Word for word, write out all the entries below, omitting every picture.

** DATASET RECORDS follows **

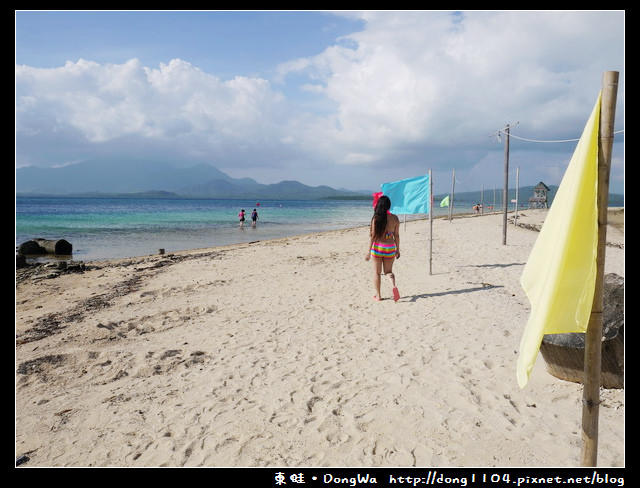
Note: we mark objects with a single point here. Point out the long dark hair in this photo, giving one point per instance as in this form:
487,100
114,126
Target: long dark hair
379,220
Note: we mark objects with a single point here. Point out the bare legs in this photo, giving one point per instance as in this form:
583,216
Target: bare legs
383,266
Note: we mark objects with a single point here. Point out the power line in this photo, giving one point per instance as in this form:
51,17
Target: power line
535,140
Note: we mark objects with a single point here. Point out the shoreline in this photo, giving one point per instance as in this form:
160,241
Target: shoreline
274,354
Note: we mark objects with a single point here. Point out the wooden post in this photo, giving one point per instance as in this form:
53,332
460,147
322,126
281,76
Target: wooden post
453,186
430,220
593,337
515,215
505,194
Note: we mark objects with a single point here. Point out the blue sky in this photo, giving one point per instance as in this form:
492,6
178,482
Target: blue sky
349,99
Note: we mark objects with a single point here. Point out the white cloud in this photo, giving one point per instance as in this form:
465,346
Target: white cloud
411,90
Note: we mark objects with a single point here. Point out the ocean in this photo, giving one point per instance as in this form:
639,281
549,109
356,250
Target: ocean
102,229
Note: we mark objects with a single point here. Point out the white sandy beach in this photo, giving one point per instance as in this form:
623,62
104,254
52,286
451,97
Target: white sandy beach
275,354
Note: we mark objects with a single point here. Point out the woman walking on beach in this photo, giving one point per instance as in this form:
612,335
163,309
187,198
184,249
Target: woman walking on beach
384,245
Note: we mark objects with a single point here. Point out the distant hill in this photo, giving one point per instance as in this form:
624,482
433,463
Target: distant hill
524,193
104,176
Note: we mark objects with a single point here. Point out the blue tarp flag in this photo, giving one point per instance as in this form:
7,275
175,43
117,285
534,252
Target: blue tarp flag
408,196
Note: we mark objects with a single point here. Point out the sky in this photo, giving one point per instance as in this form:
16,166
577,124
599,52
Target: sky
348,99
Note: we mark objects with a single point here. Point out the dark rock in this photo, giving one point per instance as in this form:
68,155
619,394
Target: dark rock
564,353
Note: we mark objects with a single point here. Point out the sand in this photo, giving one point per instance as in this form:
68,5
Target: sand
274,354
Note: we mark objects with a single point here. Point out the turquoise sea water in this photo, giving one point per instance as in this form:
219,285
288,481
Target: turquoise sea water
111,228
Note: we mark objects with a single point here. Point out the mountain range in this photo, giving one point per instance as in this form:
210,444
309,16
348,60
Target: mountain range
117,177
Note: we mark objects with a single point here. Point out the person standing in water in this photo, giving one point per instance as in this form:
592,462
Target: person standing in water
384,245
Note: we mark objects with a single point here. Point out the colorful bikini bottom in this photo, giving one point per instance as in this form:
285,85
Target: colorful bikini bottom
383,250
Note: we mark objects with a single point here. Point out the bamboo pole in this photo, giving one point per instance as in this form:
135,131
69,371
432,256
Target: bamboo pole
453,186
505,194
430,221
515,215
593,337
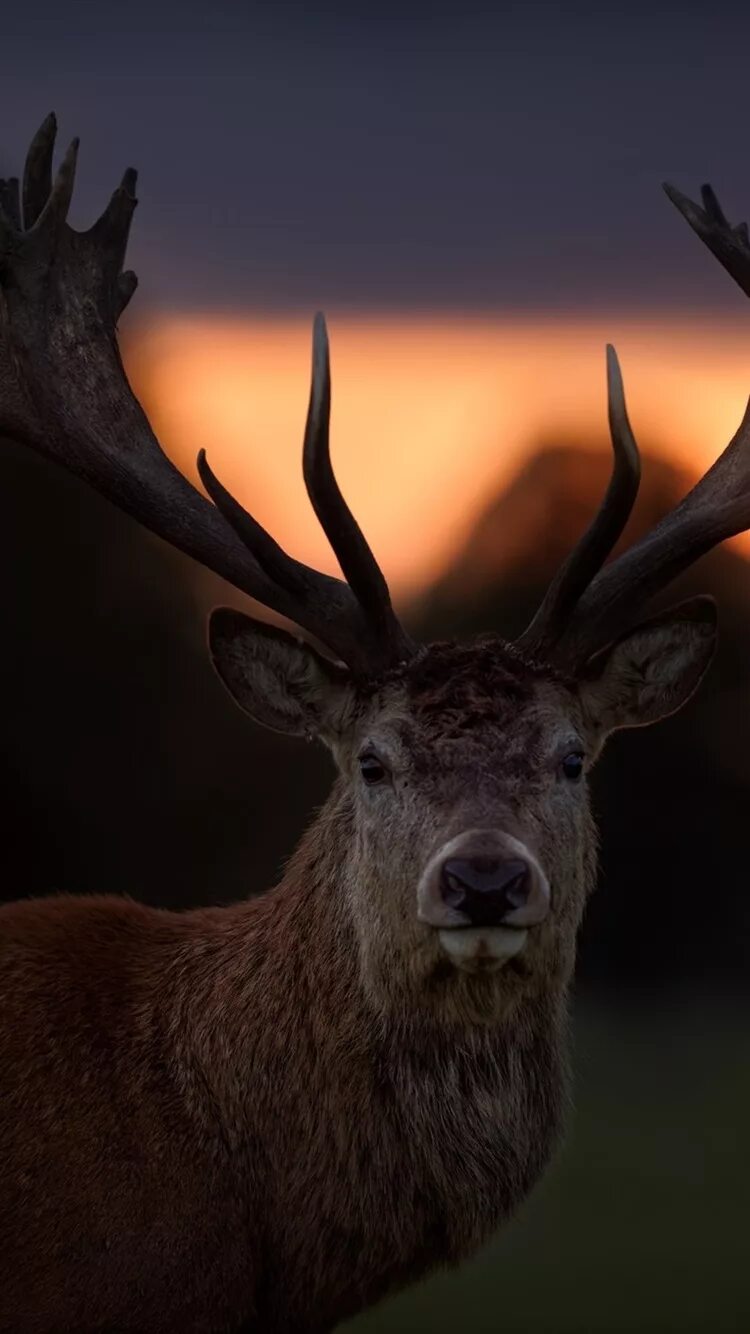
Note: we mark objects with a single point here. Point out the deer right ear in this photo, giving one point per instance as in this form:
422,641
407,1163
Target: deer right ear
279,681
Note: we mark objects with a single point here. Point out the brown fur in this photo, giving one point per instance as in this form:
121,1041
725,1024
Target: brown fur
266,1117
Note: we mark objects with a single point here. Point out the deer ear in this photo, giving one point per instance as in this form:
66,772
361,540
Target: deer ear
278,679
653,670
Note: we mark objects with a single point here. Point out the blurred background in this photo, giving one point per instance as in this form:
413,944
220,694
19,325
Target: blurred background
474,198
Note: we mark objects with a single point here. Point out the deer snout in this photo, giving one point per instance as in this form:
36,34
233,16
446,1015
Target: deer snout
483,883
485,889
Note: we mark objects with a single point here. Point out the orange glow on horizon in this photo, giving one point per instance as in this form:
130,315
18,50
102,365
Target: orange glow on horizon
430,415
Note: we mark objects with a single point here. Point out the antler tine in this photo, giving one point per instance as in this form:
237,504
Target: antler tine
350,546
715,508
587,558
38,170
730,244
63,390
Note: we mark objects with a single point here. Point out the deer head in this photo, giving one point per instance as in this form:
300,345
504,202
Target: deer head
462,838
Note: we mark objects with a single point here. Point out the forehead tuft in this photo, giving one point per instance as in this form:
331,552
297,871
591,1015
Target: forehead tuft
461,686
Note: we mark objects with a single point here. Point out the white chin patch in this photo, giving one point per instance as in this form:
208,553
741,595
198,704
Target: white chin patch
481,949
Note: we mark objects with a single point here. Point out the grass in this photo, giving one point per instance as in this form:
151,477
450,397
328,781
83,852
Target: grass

** End of DATASET RECORDS **

**OUTPUT FOR THIS EXERCISE:**
Note: we mark objects with a single point here. Point out the long dark hair in this photo, giving one point per instance as in this form:
487,100
114,126
Target: long dark hair
379,220
Note: we mark objects with a single point here. Point out the bare legs in this photo, giving one point per instance as in this form:
583,216
Target: bare legs
383,266
Note: we mark objects with a single point here. Point out the power line in this photo, giving one point per instance as in this form:
51,17
Target: power line
535,140
Note: we mark objects with a single point here. Point out the shoreline in this photo, giving one point per instance as in this form:
160,241
Target: shoreline
274,354
Note: we mark objects with a single point here. Point out the wooden post in this photo, giving one point per instance as in this form:
53,332
460,147
322,126
281,76
Target: wooden post
453,186
430,220
593,337
515,215
505,194
Note: we mark objects with a single point here. Point out the blue sky in this photo, giving one point per instance as in this form:
492,6
178,482
Target: blue sky
349,99
Note: we mark objects with a single point here. Point out the white cloud in this photo, giving one point per instance as in this form:
465,346
Target: white cloud
411,90
Note: we mark objects with a single point here. Point out the ocean in this photo, giving one point per instance as in this form:
639,281
549,109
356,250
Target: ocean
102,229
Note: we mark objects with a single point here. Point out the white sandy beach in this photo, giving one point per instance as in this form:
623,62
104,254
52,286
451,97
Target: white sandy beach
275,354
Note: we mark objects with a single point here. Point out the woman walking on beach in this photo, giving one point per instance as in this form:
612,335
163,309
187,198
184,249
Target: woman walking on beach
384,245
Note: we mark objects with a single point here. Point out the distant hill in this photo, giving one point per instance as in this form:
624,482
433,463
Target: distant hill
524,193
104,176
Note: we mark objects with a single point here. Point out the blue tarp flag in this photo, giving one point per instance as in this form:
7,275
175,43
117,285
534,252
Target: blue tarp flag
408,196
Note: we mark objects with a single point here. Point out the sky in this photo, giving one point per instance as in this form:
16,166
577,124
599,52
Target: sky
348,99
Note: we mark objects with a single point here. Point out the dark rock in this photo, giving one point per instance as in this form:
68,155
619,394
Target: dark rock
564,353
Note: we mark objects with a single point here. Point out the sand in this photo, giving one point per instance as in this form:
68,5
Target: sand
274,354
Note: we mark objects with a single point here. Point out the turquoise sea water in this photo, giving one point per instance as in this form:
219,285
288,481
Target: turquoise sea water
111,228
Note: we mark objects with a single point here. Point out the mountain range in this photo, giving one point per instance as in this form:
210,444
309,16
348,60
Target: mountain range
117,177
Note: we mark objects with a single point here. Point out the person standing in water in this photo, giving one point per instance as in this form:
592,462
Target: person standing in water
384,245
Note: we mark objects with a single point here. Point out the colorful bikini bottom in this photo, giving one point per instance as in this form:
285,85
Target: colorful bikini bottom
383,250
Note: we mark objects with a single point here. Point out the bamboo pole in this photo, giving one point per instance as in this form:
135,131
69,371
432,256
Target: bamboo pole
453,186
505,194
430,221
515,215
593,337
Note: we mark objects with a single point here. Point out the deer right ear in this photo, giving one point per instance as in this form:
422,641
407,1163
Target: deer right ear
279,681
Note: we mark objects with a single point here. Point out the brown fur in this photo, giving one point per instance as in this form:
121,1041
725,1024
Target: brown fur
266,1117
Note: we mark objects with a single point here. Point out the deer ear in this photo, giving one point per instance as in this form:
66,772
361,540
Target: deer ear
278,679
653,670
Note: we mark objects with a single point here. Point out the blurred background in this photo, giving one point per instance as in this form:
413,944
220,694
19,325
Target: blurred background
474,198
Note: we mark objects with a single point here. Point out the deer snout in this photo, giving one point per instance as in this form:
36,34
233,16
446,1015
Target: deer snout
483,883
485,889
Note: we mark objects with a single point here. Point out the orange glow on horizon in this photo, giving one point per instance as in this form:
130,315
18,50
102,365
Target: orange glow on horizon
430,415
Note: we mark objects with a single point here. Point out the antler tine in this photo, giving one point per instance as in this form:
237,504
Target: antler tine
350,546
715,508
587,558
38,170
730,244
63,390
Note: we mark objects with a single point here. Point out the deer head in this photo, giving one point per instance as in this form:
300,345
504,202
Target: deer head
462,838
Note: we mark objects with a single point here. Point out the forehead tuft in this photo, giving one point per instance as in this form:
331,552
297,871
591,1015
Target: forehead tuft
461,686
Note: we mark objects with a single point here. Point out the white chin patch in this photo, giving one point per instance as in this form:
208,553
741,595
198,704
Target: white chin patch
481,949
Note: we mark objects with a single point here. Point out the grass in this photo, giving one point per instance as in this form:
151,477
450,397
328,781
83,852
Target: grass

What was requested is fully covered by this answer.